‘Pâk’istan [04 Kasım 2005 Cuma]

Pak: Temiz…
Pak: Lekesiz, hilesiz, ayıp ve noksanı olmayan.
Pak: Mübarek, aziz…

Kan… Ve ter… Ve gözyaşı… Ve bir oruç ayında edilen dualarla yıkanıp, inşallah pâk olan şehirler…

Rahmet yağarsa her gün ve her gece…
Ve süzülürse usulca, yenisi yağsın diye;
Toz mu kalır üstünde?..

Pâk olmak; arınıp temizlenmek, yıkanmak kirlerden, boşalıp bütün ağırlıklardan hafiflemek…
Rahatlamak, ferahlamak, huzur bulmak ve bu hisle neşelenmek…

Yani, Pâk’istan; temiz, lekesiz, günahsız, mübarek insanlar ülkesi!..

Yani bugün, bayram yeridir Pâkistan…
Yani, Pâkistan’a gelirken bayram;
Biz neredeyiz?..

Bilen var mı, düşünen var mı, hisseden var mı;
Nereden gidilir o ülkeye, hangi yol çıkar Pâkistan’a?..
Hatırlayan var mı; vermek kapısının neden bu kadar kıymetli olduğunu?..

++++++

Görevler —
#1 Pâkistan yazısından "Pâk olmak; arınıp" ile başlayıp "yol çıkar Pâkistan’a?.." ile biten kısmı olduğu gibi yazın.
#2 Pâkistan yazısına göre Pâk'istan kimlerin ülkesidir?

++++++

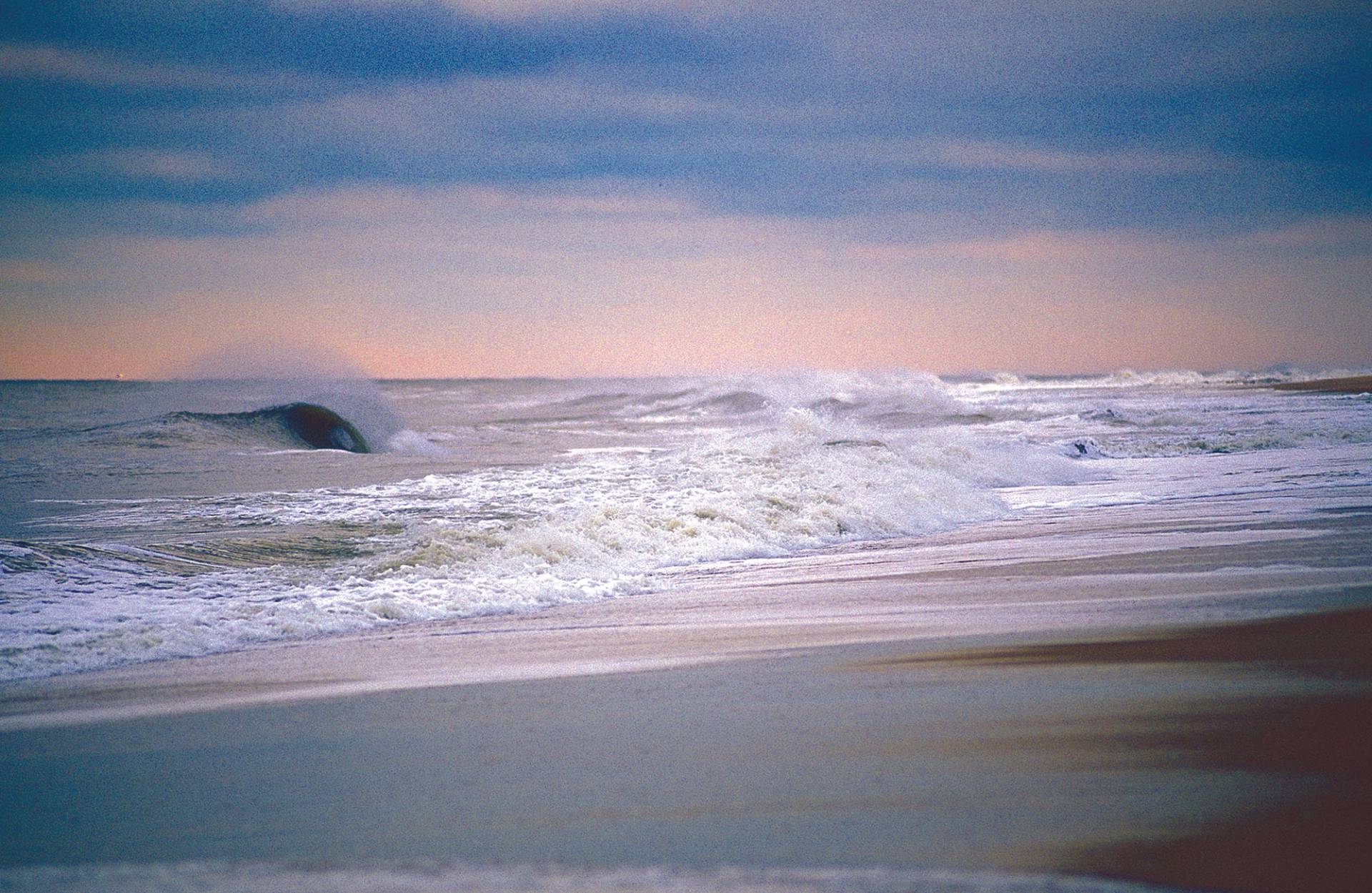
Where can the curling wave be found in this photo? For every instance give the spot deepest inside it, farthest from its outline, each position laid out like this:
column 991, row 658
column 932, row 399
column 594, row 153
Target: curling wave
column 305, row 424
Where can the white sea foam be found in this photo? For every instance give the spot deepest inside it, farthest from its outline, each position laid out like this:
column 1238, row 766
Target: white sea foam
column 547, row 493
column 489, row 541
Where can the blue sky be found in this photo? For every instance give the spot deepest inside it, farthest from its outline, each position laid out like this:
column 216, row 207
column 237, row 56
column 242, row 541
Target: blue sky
column 918, row 184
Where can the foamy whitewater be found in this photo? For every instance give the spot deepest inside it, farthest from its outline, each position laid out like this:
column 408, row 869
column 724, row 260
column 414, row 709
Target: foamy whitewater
column 153, row 520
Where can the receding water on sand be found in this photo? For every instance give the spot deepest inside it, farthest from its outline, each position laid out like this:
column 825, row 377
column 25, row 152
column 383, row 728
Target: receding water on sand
column 841, row 631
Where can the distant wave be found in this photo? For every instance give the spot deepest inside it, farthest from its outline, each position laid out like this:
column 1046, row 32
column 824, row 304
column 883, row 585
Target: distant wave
column 308, row 424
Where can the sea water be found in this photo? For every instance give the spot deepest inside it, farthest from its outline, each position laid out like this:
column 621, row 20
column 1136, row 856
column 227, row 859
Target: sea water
column 153, row 520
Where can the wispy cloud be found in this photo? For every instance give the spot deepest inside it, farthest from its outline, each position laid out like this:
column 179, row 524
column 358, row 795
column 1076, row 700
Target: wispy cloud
column 98, row 69
column 129, row 164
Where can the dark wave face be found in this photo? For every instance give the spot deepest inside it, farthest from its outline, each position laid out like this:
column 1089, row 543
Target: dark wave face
column 309, row 424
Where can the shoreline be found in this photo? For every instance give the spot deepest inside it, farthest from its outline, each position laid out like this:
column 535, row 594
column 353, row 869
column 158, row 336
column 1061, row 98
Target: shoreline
column 1149, row 691
column 880, row 591
column 1351, row 385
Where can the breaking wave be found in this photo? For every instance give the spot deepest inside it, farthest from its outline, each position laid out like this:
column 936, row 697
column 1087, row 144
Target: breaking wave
column 487, row 541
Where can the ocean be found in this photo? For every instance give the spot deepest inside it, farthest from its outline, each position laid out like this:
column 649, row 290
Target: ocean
column 150, row 520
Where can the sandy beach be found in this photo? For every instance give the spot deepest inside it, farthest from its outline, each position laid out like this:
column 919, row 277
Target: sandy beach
column 1349, row 385
column 866, row 708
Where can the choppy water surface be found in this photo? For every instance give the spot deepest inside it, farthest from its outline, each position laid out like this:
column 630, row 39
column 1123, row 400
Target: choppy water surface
column 144, row 520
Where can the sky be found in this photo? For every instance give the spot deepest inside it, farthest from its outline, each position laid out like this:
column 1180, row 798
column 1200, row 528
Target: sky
column 608, row 187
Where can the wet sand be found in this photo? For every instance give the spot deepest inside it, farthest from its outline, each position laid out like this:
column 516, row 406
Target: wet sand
column 1352, row 385
column 1315, row 840
column 1172, row 691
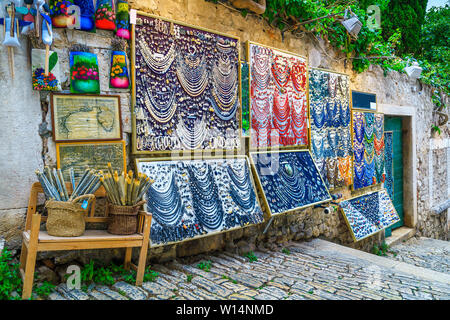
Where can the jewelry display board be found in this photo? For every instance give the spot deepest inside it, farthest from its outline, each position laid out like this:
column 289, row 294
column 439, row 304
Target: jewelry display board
column 369, row 214
column 368, row 149
column 389, row 163
column 96, row 155
column 289, row 180
column 195, row 198
column 86, row 117
column 186, row 87
column 330, row 112
column 278, row 97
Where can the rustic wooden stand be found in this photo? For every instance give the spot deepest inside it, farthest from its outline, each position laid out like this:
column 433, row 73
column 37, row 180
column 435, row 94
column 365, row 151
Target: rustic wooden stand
column 35, row 240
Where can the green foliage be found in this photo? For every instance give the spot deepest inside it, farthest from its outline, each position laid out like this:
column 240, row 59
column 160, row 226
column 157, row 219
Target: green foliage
column 204, row 265
column 251, row 256
column 44, row 289
column 10, row 279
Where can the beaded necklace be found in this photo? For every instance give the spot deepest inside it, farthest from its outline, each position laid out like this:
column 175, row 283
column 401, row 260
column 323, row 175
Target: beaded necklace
column 206, row 200
column 157, row 62
column 280, row 71
column 165, row 203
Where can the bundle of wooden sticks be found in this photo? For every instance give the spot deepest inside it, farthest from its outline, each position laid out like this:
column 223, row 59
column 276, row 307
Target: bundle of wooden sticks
column 54, row 186
column 123, row 190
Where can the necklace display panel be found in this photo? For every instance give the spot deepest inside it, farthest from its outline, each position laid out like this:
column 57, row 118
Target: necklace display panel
column 369, row 213
column 278, row 99
column 289, row 180
column 194, row 198
column 331, row 146
column 368, row 149
column 186, row 88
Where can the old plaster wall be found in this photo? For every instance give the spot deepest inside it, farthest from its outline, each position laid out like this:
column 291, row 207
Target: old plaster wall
column 19, row 121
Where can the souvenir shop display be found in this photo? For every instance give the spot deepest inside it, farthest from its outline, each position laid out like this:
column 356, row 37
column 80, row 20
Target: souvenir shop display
column 124, row 193
column 389, row 163
column 41, row 81
column 364, row 100
column 330, row 113
column 84, row 73
column 105, row 16
column 59, row 12
column 66, row 214
column 289, row 180
column 278, row 97
column 368, row 149
column 369, row 214
column 122, row 20
column 186, row 87
column 86, row 117
column 78, row 155
column 194, row 198
column 245, row 99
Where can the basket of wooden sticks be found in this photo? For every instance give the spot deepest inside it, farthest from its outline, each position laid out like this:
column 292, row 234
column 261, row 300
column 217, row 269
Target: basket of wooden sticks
column 124, row 194
column 66, row 214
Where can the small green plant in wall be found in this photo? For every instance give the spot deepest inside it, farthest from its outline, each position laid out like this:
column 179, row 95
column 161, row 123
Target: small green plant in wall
column 251, row 256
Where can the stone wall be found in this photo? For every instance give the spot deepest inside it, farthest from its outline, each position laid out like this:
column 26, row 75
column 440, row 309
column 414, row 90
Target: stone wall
column 24, row 150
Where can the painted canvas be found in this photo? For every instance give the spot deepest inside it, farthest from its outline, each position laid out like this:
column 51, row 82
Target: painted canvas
column 245, row 98
column 41, row 81
column 278, row 98
column 368, row 149
column 369, row 213
column 105, row 16
column 96, row 155
column 289, row 180
column 118, row 77
column 86, row 117
column 122, row 20
column 187, row 88
column 331, row 144
column 388, row 163
column 194, row 198
column 84, row 73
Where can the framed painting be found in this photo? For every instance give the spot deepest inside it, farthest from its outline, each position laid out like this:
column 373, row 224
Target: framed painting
column 330, row 112
column 96, row 155
column 84, row 73
column 364, row 100
column 368, row 214
column 194, row 198
column 86, row 117
column 42, row 81
column 186, row 87
column 289, row 180
column 278, row 83
column 368, row 149
column 245, row 101
column 389, row 163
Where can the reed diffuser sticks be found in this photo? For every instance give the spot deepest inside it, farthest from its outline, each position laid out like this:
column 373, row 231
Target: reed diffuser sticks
column 54, row 186
column 125, row 189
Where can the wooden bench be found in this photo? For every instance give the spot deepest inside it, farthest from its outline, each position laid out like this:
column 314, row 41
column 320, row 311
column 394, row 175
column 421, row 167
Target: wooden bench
column 34, row 240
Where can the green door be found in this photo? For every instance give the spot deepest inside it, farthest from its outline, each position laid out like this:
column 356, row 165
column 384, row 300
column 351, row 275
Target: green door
column 394, row 124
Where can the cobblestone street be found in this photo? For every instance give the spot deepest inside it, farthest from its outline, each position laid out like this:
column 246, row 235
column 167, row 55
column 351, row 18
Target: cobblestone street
column 314, row 270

++++++

Beklenen Sonuçlar —
#1
Pâk olmak; arınıp temizlenmek, yıkanmak kirlerden, boşalıp bütün ağırlıklardan hafiflemek…
Rahatlamak, ferahlamak, huzur bulmak ve bu hisle neşelenmek…

Yani, Pâk’istan; temiz, lekesiz, günahsız, mübarek insanlar ülkesi!..

Yani bugün, bayram yeridir Pâkistan…
Yani, Pâkistan’a gelirken bayram;
Biz neredeyiz?..

Bilen var mı, düşünen var mı, hisseden var mı;
Nereden gidilir o ülkeye, hangi yol çıkar Pâkistan’a?..

#2 Temiz, lekesiz, günahsız, mübarek insanların ülkesidir.